WHAT THE TASK ASKS:
Every line below between the line holding "Target | bare tree" and the line holding "Wanted | a point on the chrome headlight", inclusive, should be repeated exactly, and all other lines omitted.

Point-per-instance localization data:

• • •

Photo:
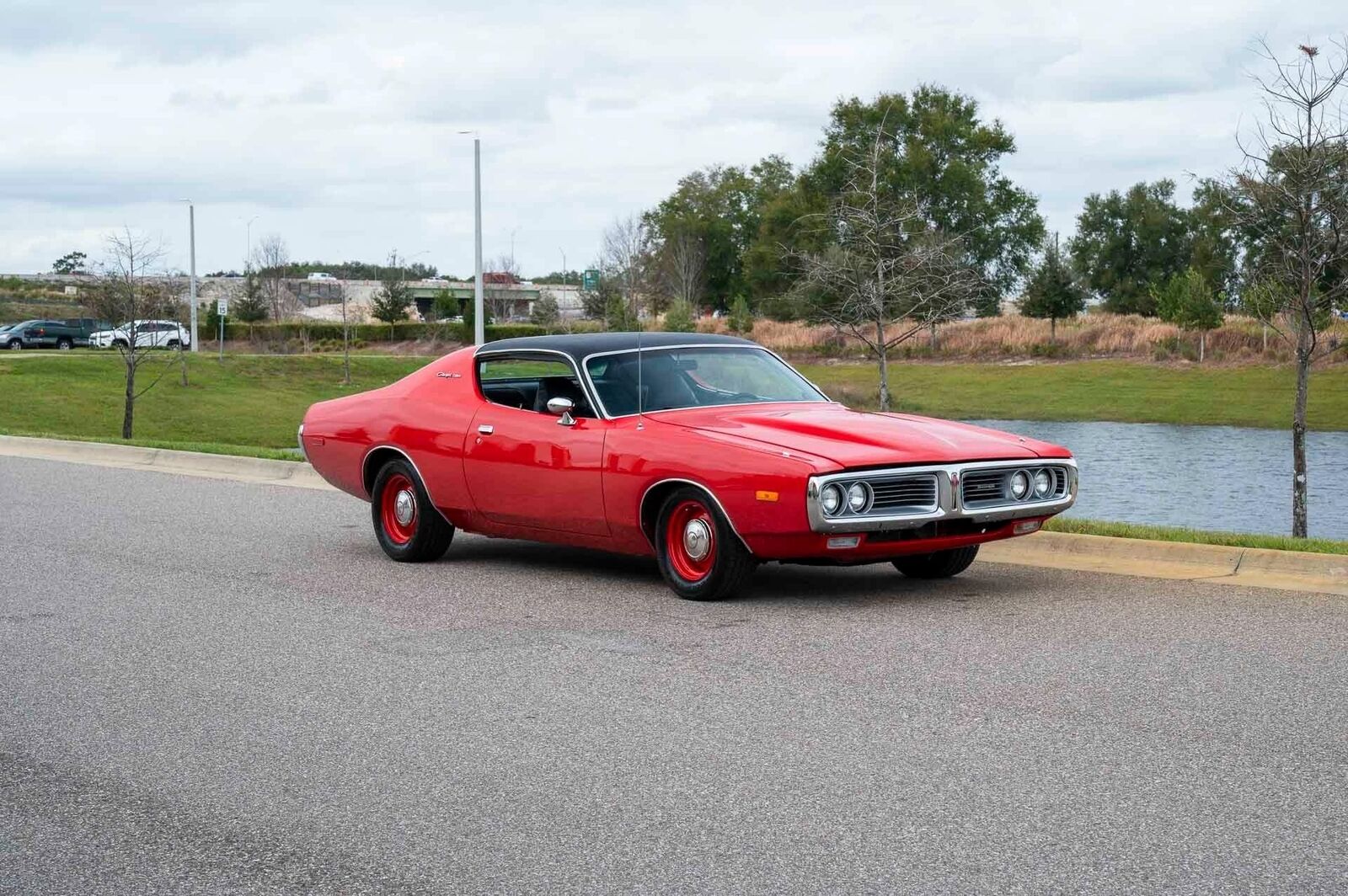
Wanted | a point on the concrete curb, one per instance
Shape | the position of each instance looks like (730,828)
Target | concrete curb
(1249,566)
(1246,566)
(217,467)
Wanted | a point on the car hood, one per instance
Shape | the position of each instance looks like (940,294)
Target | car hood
(856,438)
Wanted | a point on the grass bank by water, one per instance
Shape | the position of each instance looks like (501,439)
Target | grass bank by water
(259,401)
(1122,391)
(1195,536)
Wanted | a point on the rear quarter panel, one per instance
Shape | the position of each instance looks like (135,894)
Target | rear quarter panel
(425,415)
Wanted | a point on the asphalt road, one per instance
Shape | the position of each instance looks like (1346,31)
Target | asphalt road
(217,687)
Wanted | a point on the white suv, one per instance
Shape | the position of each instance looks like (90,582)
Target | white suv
(148,334)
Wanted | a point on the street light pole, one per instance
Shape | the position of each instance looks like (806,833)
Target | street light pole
(479,316)
(192,240)
(249,239)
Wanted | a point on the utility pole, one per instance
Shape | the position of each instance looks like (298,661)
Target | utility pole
(192,239)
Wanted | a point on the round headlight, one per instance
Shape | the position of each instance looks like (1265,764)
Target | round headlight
(831,499)
(859,498)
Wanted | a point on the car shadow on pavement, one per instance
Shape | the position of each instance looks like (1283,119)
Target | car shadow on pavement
(772,581)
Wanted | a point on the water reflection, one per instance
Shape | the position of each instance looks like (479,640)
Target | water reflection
(1220,477)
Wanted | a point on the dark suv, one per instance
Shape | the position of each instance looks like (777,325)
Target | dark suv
(53,334)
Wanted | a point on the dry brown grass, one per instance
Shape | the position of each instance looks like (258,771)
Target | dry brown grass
(1013,336)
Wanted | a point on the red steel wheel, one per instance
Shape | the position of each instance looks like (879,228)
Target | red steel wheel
(398,509)
(691,541)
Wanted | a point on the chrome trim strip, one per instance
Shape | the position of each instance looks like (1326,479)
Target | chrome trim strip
(948,498)
(752,347)
(698,485)
(364,462)
(580,377)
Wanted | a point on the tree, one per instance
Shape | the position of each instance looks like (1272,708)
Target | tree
(1292,195)
(682,260)
(499,287)
(251,307)
(944,163)
(1190,302)
(273,262)
(1215,237)
(595,302)
(1129,244)
(741,318)
(680,318)
(891,273)
(619,316)
(719,208)
(1053,290)
(445,307)
(390,302)
(71,263)
(627,260)
(126,293)
(545,312)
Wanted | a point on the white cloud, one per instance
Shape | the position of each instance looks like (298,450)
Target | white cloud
(334,123)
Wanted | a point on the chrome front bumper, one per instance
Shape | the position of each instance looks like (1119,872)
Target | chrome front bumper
(949,504)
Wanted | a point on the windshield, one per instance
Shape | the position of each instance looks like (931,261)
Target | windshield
(694,377)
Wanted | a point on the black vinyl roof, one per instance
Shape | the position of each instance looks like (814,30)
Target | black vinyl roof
(579,345)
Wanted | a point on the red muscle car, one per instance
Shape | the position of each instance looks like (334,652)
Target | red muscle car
(708,451)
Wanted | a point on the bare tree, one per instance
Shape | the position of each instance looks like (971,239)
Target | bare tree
(1292,197)
(684,269)
(499,291)
(345,336)
(889,274)
(627,259)
(273,260)
(390,303)
(126,291)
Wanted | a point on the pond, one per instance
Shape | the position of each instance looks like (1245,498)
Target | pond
(1217,477)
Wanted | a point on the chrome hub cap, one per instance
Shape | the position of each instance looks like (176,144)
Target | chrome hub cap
(404,507)
(698,539)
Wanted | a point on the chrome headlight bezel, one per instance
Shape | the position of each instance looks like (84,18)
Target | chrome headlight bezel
(840,499)
(859,498)
(1044,477)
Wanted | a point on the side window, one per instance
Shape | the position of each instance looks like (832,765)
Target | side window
(529,381)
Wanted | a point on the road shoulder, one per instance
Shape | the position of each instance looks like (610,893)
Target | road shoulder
(1244,566)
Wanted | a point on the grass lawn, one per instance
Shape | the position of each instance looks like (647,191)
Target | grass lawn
(1199,536)
(249,401)
(1122,391)
(256,402)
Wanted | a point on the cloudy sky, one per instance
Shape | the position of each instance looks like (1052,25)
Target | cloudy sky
(336,125)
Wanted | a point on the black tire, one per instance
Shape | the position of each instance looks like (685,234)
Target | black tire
(731,563)
(939,563)
(429,534)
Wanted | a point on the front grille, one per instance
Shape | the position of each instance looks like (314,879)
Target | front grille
(992,487)
(898,493)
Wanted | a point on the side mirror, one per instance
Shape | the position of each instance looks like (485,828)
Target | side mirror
(563,408)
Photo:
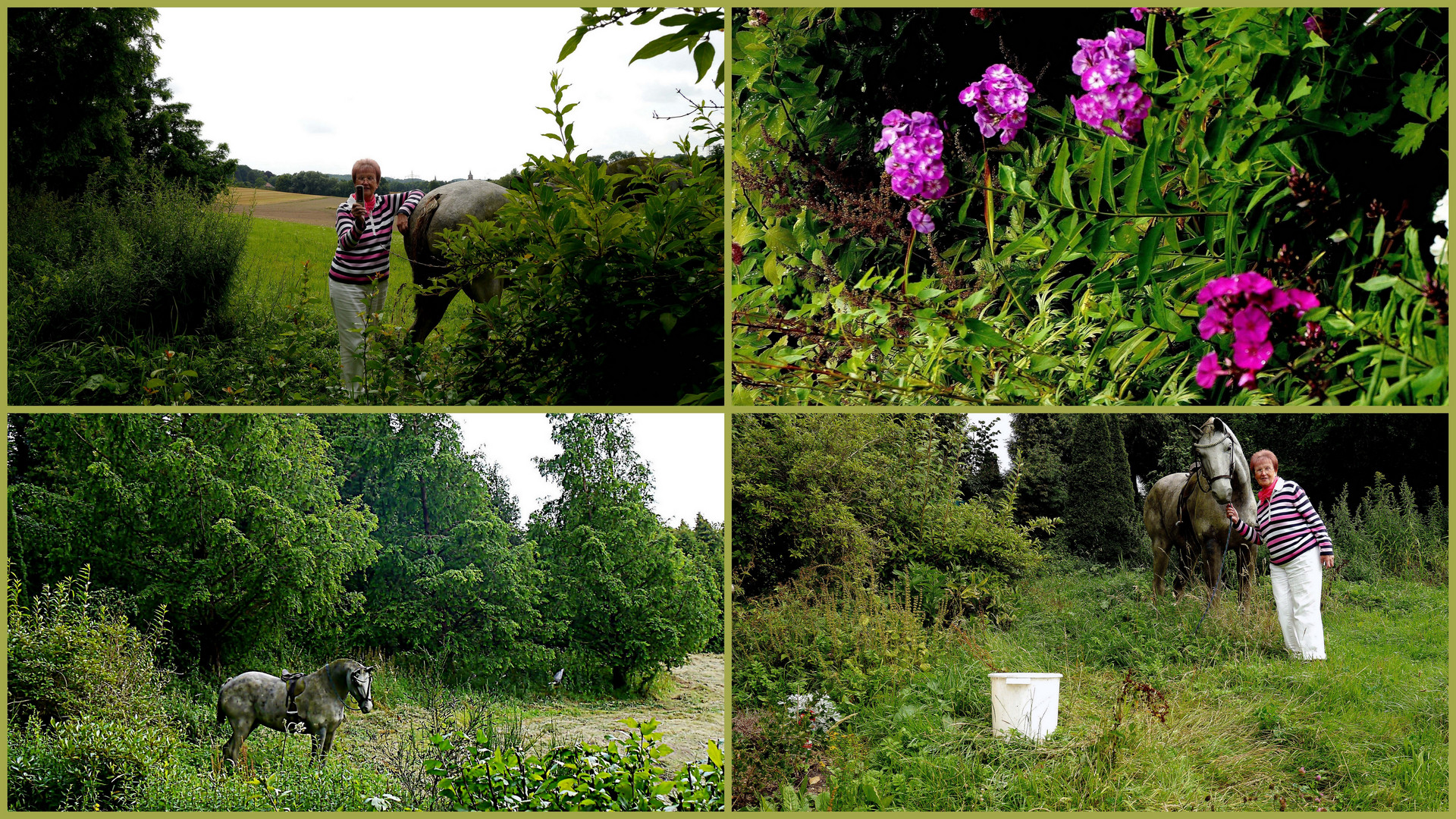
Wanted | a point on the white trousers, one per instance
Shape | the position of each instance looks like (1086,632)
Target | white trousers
(1296,596)
(356,306)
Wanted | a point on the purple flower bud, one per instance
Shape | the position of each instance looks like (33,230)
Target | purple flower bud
(1251,324)
(1209,371)
(919,221)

• • •

WRITTEN REPLY:
Target | bare tree
(1292,197)
(684,269)
(499,291)
(345,336)
(889,274)
(627,259)
(273,260)
(390,303)
(126,291)
Wanted | a point on the pond, one per instance
Shape | the position of each instance looks like (1245,498)
Target | pond
(1217,477)
Wanted | a point on the chrome hub cap, one per instance
Shape | the position of each instance looks like (176,144)
Target | chrome hub cap
(404,507)
(698,539)
Wanted | a point on the chrome headlight bezel, one per instance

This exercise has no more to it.